INPUT DATA.
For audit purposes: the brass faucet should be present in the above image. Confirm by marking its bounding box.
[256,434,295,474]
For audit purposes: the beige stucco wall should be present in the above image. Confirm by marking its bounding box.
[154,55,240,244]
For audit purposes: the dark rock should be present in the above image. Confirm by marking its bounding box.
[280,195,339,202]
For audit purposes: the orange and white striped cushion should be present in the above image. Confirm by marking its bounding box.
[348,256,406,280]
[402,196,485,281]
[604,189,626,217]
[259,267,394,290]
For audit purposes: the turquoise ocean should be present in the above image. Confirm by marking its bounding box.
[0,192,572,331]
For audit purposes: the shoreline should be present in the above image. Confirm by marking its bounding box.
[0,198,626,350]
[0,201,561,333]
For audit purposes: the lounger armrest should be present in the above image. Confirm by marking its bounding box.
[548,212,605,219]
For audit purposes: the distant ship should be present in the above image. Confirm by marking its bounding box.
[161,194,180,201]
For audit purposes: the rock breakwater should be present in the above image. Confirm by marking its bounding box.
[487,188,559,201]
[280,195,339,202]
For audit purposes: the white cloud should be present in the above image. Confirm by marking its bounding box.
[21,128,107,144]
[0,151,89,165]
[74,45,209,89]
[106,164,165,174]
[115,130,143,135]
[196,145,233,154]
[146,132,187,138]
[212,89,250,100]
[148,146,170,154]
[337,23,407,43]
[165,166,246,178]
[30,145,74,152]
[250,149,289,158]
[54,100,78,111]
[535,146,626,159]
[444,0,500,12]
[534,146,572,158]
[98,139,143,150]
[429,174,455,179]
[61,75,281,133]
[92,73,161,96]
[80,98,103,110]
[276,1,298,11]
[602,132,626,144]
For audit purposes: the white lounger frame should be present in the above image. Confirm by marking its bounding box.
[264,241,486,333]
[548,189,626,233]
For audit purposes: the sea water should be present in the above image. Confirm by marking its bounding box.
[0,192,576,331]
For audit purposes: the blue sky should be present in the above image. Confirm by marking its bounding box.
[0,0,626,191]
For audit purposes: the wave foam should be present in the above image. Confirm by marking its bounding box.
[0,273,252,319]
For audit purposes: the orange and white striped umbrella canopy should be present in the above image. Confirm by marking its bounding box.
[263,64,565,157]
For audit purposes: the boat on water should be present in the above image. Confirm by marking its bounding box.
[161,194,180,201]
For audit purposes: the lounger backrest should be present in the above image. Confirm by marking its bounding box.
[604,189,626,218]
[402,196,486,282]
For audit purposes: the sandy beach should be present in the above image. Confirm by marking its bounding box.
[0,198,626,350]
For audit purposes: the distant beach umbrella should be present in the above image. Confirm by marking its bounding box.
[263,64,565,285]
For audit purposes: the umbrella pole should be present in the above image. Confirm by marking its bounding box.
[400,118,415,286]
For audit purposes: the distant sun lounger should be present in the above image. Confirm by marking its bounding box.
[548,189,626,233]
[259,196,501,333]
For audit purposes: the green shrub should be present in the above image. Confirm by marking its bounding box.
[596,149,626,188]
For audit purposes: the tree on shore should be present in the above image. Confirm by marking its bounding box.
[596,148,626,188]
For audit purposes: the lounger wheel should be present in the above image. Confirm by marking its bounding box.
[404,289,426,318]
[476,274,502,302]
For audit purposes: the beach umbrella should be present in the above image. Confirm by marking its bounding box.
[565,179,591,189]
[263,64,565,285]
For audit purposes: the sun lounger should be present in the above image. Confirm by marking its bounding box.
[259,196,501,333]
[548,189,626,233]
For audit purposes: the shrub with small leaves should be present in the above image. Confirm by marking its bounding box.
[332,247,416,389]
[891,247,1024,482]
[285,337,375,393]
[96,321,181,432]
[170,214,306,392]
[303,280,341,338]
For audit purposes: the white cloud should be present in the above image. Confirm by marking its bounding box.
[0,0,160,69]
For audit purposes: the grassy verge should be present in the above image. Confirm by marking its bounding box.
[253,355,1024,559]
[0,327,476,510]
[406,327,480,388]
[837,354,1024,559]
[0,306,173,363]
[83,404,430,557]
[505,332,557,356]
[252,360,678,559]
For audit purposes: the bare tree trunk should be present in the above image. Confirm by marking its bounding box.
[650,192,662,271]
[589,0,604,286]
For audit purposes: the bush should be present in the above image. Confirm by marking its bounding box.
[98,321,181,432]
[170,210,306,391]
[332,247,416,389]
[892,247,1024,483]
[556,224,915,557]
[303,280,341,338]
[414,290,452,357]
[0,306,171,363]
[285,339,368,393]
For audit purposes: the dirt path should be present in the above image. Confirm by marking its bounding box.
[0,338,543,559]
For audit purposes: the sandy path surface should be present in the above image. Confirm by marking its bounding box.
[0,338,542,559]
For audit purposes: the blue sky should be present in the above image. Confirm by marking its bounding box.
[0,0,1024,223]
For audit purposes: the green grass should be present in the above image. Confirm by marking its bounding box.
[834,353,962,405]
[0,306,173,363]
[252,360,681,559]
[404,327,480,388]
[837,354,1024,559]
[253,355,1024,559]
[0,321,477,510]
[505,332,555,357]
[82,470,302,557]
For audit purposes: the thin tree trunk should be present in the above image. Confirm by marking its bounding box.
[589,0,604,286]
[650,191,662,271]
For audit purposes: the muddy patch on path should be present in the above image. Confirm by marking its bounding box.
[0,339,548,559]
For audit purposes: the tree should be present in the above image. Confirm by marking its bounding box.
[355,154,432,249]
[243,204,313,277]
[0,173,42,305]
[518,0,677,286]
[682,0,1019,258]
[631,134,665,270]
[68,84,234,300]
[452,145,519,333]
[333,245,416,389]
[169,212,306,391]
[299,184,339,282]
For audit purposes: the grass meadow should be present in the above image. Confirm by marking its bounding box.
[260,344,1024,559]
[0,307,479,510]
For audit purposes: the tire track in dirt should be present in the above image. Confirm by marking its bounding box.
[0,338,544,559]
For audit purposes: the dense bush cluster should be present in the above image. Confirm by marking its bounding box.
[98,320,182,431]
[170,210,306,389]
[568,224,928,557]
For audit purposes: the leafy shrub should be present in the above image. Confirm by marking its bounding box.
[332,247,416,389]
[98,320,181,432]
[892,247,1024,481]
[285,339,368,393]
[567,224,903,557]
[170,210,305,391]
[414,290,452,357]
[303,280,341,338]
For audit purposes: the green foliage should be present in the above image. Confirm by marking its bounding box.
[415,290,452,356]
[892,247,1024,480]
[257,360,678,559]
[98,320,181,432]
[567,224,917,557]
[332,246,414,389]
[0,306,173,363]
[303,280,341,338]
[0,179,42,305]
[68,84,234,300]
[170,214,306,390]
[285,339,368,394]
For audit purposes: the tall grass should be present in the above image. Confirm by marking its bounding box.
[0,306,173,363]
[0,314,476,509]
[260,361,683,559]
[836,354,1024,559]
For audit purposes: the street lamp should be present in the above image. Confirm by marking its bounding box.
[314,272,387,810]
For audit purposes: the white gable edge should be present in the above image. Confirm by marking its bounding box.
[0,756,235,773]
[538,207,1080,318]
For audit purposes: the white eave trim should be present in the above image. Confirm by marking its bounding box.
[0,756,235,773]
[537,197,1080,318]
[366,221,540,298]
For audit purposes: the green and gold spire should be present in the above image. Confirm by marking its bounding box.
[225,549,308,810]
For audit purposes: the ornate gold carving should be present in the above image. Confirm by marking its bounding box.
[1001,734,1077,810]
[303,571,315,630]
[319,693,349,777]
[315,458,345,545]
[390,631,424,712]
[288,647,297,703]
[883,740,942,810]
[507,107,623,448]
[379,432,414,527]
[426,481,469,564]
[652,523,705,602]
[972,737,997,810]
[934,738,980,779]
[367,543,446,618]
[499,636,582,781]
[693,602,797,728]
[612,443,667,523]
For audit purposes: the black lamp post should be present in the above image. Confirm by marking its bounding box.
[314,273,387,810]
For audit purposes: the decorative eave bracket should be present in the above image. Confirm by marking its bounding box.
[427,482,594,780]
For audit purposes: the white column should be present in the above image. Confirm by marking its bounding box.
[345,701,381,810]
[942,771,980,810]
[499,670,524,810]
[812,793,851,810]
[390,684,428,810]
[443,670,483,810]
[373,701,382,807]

GIVEN INSTRUCTION. Render the listing, from the line with "For audit purposes: the wave" up to and including the line with "[476,274,502,302]", as a Markdown table with the columns Row and Line. Number each line in Row, and leave out any blank lines.

OUTPUT FOR THIS EXERCISE.
| Row | Line |
|---|---|
| 1 | For audit purposes: the wave foam should be present in the above image. Confirm by marking its bounding box. |
| 2 | [0,273,252,319] |
| 3 | For audit purposes: the orange and white striped umbrella canopy should be present in the above image. Confirm by marking its bounding box. |
| 4 | [263,64,565,157] |
| 5 | For audit purposes: the boat on water should be present in the above image. Confirm by marking its bounding box. |
| 6 | [161,194,180,201] |
| 7 | For audit purposes: the lounger backrest should be present in the above image. Confirm by marking its bounding box. |
| 8 | [604,189,626,218] |
| 9 | [402,196,486,282] |
| 10 | For audit purposes: the sandy beach should be present in the above image. Confirm by marking its bounding box. |
| 11 | [0,198,626,350] |
| 12 | For audit purposes: the distant beach umbrella should be present in the above image. Confirm by marking its bounding box. |
| 13 | [263,64,565,285] |
| 14 | For audit purposes: the umbrella pole should be present in the above image. Confirm by marking its bounding box. |
| 15 | [400,118,415,286] |
| 16 | For audit purposes: the distant sun lounger should be present in the above image. Confirm by marking its bounding box. |
| 17 | [548,189,626,233] |
| 18 | [259,196,501,333] |
| 19 | For audit purposes: the green shrub should be present in the above image. Confirm by marking its bounding box. |
| 20 | [596,149,626,188] |
| 21 | For audit purposes: the tree on shore should be present in the above image. Confirm by marking its bounding box. |
| 22 | [596,148,626,188] |
| 23 | For audit purposes: the lounger wheel should be present in the above image. Confirm by marking its bounding box. |
| 24 | [404,289,426,318] |
| 25 | [476,274,502,302] |